Entries supplied:
##############################

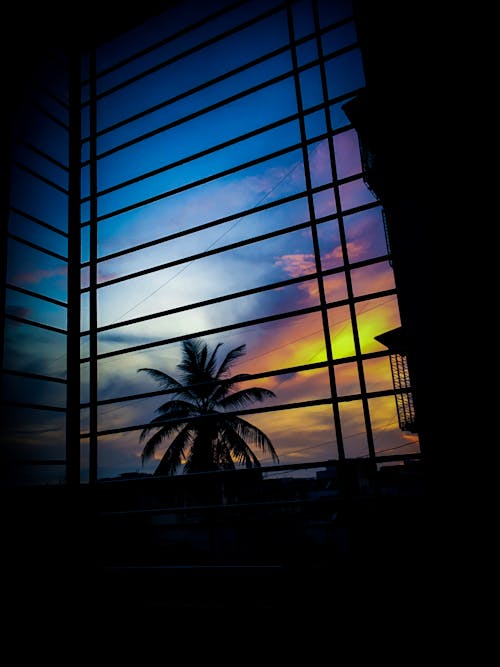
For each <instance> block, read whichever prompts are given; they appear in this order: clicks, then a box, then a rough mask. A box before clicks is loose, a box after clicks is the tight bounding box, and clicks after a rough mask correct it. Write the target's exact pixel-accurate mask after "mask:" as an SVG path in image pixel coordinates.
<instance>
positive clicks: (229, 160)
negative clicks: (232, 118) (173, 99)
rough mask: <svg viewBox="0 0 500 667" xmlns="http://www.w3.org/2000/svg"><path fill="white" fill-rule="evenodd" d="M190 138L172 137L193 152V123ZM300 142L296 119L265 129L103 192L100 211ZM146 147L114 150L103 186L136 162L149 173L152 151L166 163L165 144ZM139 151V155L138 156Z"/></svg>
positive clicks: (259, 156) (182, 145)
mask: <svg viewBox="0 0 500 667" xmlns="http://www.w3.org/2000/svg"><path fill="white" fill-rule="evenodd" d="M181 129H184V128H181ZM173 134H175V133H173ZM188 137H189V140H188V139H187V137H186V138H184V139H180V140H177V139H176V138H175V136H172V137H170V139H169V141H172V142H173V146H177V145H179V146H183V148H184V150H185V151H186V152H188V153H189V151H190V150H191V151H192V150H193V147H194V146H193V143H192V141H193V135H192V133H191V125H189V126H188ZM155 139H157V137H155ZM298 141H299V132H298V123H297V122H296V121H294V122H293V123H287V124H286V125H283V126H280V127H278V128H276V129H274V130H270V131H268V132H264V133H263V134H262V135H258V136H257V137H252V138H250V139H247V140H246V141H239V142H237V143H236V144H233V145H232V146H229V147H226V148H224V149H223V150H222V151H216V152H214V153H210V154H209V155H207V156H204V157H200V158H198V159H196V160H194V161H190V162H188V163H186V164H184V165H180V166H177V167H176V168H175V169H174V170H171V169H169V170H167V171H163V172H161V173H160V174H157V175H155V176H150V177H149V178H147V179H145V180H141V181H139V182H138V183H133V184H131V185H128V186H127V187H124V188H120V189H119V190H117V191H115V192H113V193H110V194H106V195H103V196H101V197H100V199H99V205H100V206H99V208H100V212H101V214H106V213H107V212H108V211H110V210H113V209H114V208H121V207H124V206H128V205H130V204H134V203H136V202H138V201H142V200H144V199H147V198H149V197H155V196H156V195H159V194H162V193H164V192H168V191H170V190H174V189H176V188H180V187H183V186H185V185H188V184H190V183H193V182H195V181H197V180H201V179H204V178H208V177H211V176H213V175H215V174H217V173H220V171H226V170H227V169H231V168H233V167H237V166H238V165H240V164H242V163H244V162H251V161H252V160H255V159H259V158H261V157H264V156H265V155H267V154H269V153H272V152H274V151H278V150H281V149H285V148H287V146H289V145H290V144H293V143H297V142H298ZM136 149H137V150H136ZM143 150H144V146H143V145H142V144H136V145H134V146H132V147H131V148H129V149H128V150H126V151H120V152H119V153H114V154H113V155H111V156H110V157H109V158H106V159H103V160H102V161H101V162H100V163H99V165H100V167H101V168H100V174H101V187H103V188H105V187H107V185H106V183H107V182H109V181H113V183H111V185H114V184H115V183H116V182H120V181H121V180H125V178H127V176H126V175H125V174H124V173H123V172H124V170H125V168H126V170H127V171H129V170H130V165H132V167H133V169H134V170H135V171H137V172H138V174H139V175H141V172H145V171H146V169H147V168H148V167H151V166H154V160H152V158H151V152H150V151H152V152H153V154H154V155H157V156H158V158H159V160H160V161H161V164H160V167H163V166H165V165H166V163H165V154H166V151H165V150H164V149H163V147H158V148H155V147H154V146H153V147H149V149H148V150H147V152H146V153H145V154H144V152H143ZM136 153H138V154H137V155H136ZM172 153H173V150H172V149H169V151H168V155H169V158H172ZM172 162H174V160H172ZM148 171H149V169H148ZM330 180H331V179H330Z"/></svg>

##############################

Every line of the data above that includes "instance" should be listed.

For each <instance> block, read whichever prompts are given; they appear in this order: clicks, then a box, then a rough mask. A box before clicks is loose, a box after clicks is the tight bounding box, and clicks after a rough mask correct it. Write the target's exact pixel-accurate mask after "mask:" as an SVG path in image pixel coordinates.
<instance>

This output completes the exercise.